** START OF Data listing **

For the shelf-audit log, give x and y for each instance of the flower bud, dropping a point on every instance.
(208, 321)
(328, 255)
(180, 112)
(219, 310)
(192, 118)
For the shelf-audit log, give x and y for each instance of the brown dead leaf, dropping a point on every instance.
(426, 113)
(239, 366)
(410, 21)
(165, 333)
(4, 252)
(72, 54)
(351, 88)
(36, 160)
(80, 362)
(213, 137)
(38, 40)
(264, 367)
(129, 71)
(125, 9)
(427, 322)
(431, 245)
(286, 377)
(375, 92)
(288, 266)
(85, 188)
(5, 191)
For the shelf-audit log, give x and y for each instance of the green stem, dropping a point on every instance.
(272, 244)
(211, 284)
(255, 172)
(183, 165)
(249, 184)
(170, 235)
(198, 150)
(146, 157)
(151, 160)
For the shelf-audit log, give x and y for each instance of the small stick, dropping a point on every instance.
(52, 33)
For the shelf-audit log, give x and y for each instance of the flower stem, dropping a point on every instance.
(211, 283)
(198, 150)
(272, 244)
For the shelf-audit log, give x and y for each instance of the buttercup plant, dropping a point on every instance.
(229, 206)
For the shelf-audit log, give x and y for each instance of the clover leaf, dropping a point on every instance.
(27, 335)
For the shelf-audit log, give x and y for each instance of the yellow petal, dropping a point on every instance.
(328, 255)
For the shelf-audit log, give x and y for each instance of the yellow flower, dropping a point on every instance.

** END OF Data listing **

* Aim of the task: Reproduce every one of the records above word for word, line by line, with no change to wording or punctuation.

* Complete response:
For the shelf-audit log, give x and y for each instance of the flower bud, dropping a point on every instance.
(208, 321)
(328, 255)
(180, 112)
(219, 310)
(192, 118)
For the shelf-audit log, give x and y for each instance of the brown dead leaf, dropping a point on every instance.
(426, 113)
(239, 366)
(410, 21)
(165, 333)
(4, 252)
(72, 54)
(351, 88)
(36, 160)
(80, 362)
(213, 137)
(38, 40)
(264, 367)
(129, 71)
(125, 9)
(427, 322)
(431, 245)
(286, 377)
(375, 92)
(288, 266)
(85, 188)
(5, 191)
For the shelf-audit log, give x and y for each instance of the green stem, dropping a point on every instance.
(272, 244)
(211, 284)
(255, 172)
(183, 165)
(249, 184)
(170, 235)
(198, 150)
(146, 157)
(151, 160)
For the shelf-audit log, give x and y for each instance of the small stick, dropping a point on every instance.
(52, 33)
For the shelf-audit log, give x and y for each instance of the flower stem, dropping a point on every instance.
(211, 283)
(198, 150)
(272, 244)
For the shelf-audit log, give x and y for each instance of the buttercup plant, dropping a point on every instance.
(229, 206)
For the shelf-audit log, give x and y for each instance of the clover leaf, dropping a point on every instance.
(27, 335)
For the shelf-audit log, give x and y for each instance of the yellow petal, dropping a point on every instance.
(328, 255)
For the shelf-audit log, give x and y for each instance of the yellow flower, dropping a point on every instance.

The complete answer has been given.